● **Your assignment**: Please write the next part of the text on classifying combination products under the ATC system, picking up right after its final sentence.

● **Text section**:

--- START ---

Classification of combination products (to the top)
Pharmaceutical products containing two or more active ingredients are regarded as combinations (incl. combination packages) and given different ATC codes from plain products containing one active ingredient.  Stereoisomeric mixtures are regarded as plain products.  Medicinal products which in addition to one active ingredient contain auxiliary substances intended to increase the stability of the product (e.g. vaccines containing small amounts of antibacterials), increase the duration (e.g. depot formulations) and/or increase the absorption (e.g. different solvents in various dermatologicals) are considered as plain products.

The classification of combination products is a challenge in any classification system. As for plain products, combinations are in general classified according to their main therapeutic use or pharmacological class. A medicinal product containing an analgesic and a tranquillizer, and used primarily to ease pain, should be classified as an analgesic.  Likewise, combinations of analgesics and antispasmodics will be classified in A03 Drugs for functional gastrointestinal disorders if the antispasmodic effect of the product is considered most important.  Similar examples are described in detail in the guidelines for the relevant drug groups.

In some ATC groups a ranking is introduced to help in the classification of combination products (e.g. combinations of different antihypertensives and combinations of different analgesics).  This ranking shows which drug takes precedence over others when the classification is decided.  This is detailed in the guidelines for the relevant drug groups.

A commonly used principle for combinations with active ingredients not belonging to the same ATC 4th level, is that the main ingredient in the combination is identified and the combination is given a separate 5th level code (50-series) in the same 4th level as the main ingredient is classified.

Example:
N02BE01 paracetamol
N02BE51 paracetamol, combinations excl. psycholeptics 

In this example different combination products share the same main active ingredient (paracetamol in the example above) and are given the same ATC code.  Combinations of e.g. paracetamol + acetylsalicylic acid and paracetamol + caffeine are thus classified in the same code N02BE51 paracetamol, combinations excl psycholeptics.

The names of all active ingredients of a combination are given in some ATC 5th levels. This principle has been used more frequently in recent years in order to give a better identification of the various combinations.

--- END ---

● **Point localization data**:
--- START ---

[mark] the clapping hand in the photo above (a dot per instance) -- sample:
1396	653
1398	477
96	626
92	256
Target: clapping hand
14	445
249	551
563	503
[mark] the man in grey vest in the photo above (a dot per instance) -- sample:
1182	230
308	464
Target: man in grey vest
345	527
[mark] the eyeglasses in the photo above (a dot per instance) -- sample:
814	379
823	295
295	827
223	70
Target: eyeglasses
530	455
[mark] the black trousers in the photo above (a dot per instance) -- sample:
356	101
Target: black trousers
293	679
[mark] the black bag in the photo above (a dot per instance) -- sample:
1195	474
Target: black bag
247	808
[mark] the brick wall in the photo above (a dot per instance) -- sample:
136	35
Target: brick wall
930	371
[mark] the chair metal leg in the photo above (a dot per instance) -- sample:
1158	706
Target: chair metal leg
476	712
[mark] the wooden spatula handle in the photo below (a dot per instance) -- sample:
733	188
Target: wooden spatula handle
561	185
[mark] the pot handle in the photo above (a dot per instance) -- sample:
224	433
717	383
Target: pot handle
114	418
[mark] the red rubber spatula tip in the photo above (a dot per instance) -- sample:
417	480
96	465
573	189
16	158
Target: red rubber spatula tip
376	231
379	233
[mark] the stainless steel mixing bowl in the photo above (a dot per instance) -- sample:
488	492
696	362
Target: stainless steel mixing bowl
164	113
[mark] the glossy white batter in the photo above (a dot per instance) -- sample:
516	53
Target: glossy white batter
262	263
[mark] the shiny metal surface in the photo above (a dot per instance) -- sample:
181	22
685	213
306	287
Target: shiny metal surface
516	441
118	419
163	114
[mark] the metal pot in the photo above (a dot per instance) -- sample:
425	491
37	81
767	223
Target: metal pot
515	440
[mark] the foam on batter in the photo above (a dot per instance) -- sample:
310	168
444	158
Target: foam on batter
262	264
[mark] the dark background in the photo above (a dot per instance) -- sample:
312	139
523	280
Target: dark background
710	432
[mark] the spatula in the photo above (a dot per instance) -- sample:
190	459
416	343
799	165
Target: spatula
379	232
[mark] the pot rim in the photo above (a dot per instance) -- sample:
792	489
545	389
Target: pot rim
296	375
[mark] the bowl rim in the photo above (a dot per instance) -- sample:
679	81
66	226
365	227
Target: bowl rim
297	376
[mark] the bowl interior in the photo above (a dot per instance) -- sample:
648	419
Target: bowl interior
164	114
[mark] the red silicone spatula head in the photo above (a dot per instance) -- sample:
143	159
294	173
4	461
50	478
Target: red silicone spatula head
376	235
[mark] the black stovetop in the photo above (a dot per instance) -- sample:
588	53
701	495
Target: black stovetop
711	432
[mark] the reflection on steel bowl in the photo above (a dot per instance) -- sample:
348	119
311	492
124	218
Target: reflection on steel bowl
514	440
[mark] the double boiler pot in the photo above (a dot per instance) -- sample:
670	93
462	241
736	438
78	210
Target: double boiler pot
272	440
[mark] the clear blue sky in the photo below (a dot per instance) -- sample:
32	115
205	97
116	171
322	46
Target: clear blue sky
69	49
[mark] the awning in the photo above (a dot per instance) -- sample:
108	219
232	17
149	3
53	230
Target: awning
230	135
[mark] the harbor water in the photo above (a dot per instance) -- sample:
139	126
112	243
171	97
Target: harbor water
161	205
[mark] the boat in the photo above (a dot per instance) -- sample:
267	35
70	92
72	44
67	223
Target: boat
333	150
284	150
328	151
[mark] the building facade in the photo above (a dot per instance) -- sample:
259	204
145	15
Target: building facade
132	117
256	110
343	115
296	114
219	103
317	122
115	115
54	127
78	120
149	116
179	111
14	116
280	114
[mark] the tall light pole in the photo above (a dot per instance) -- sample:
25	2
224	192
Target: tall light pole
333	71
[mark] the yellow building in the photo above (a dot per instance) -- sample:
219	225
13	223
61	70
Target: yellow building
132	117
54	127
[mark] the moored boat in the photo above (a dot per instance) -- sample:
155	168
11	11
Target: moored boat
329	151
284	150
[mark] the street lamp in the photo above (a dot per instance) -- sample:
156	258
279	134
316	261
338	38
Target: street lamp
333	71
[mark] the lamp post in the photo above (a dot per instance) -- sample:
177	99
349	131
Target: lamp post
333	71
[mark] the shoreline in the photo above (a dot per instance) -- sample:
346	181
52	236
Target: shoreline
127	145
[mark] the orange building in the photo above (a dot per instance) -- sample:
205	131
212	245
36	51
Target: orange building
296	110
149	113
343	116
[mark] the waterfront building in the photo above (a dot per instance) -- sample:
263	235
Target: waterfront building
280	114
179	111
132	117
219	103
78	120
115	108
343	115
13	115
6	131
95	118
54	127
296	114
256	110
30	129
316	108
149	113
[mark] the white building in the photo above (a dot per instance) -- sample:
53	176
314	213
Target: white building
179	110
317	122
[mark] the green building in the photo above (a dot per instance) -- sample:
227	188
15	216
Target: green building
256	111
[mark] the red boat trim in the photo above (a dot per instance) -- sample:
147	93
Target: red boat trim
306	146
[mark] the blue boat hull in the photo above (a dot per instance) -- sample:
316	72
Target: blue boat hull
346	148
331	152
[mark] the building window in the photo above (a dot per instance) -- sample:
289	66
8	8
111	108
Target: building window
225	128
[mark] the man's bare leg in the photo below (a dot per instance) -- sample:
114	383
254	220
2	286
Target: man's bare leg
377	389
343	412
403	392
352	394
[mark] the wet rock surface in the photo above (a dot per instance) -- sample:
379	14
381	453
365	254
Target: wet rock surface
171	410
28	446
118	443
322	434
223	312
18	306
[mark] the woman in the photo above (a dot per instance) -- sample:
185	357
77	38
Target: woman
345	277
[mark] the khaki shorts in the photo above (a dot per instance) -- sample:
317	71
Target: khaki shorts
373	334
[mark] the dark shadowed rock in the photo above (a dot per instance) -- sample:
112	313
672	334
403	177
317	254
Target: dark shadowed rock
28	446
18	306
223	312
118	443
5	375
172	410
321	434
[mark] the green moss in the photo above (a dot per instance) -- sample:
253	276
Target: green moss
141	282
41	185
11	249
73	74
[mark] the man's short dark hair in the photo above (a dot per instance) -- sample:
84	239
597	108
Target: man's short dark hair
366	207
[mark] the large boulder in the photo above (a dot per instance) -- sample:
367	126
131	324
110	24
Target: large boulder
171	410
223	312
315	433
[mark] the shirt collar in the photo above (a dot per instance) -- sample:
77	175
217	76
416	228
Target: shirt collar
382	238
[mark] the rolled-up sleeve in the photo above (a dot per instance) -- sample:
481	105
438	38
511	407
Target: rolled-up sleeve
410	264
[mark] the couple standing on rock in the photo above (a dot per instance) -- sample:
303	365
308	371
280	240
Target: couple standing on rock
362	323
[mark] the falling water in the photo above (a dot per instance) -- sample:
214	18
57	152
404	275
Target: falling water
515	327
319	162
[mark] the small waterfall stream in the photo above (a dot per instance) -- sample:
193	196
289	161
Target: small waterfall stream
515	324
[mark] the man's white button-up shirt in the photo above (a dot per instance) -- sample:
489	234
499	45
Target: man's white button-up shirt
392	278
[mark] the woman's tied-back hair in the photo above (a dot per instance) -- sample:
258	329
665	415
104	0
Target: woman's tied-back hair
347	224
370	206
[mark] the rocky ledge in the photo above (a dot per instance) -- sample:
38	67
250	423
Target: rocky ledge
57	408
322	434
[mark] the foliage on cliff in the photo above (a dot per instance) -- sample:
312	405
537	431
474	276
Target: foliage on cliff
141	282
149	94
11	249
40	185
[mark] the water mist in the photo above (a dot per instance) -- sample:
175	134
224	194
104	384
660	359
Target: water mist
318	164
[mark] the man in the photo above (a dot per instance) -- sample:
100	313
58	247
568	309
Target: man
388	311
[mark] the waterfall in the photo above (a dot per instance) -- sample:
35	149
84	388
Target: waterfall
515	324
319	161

--- END ---

● **Expected answer**:
Example:
M01AE02 naproxen
M01AE52 naproxen and esomeprazole
M01AE56 naproxen and misoprostol

Some combination products containing psycholeptic drugs, which are not classified under  N05 - Psycholeptics or N06 - Psychoanaleptics, are classified at separate 5th levels using the 70-series, e.g. N02BE71 paracetamol, combinations with psycholeptics. 

Most of the ATC 70-serie codes were established many years ago and the products included in these codes may be obsolete today.

Combinations containing two or more active ingredients belonging to the same 4th level are in some cases classified using the 5th level code 30 (or 20).  Further explanation is given in the relevant chapters of the guidelines.  Only a few new codes have been established according to this principle in recent years.

Example:
B01AC06 acetylsalicylic acid
B01AC07 dipyridamole
B01AC30 combinations (e.g. acetylsalicylic acid and dipyridamole)

An important principle used more frequently in recent years as more rational combinations have been marketed, is to assign separate ATC 3rd or 4th levels for combinations.

Examples:
C10B Lipid modifying agents, combinations
J05AR Antivirals for treatment of HIV infections, combinations
N02AJ Opioids in combination with non-opioid analgesics
R03AL Adrenergics in combination with anticholinergics incl triple combinations with corticosteroids

In these ATC groups for combinations, the ATC 5th level code often specify the active ingredients (e.g. C10BX04 simvastatin, acetylsalicylic acid and ramipril).  How specific and “visible” a combination appears in the ATC classification, will to some extent depend on the need for a detailed classification from a drug utilization point of view.

There are some exceptions to these main principles and these are explained in the guidelines.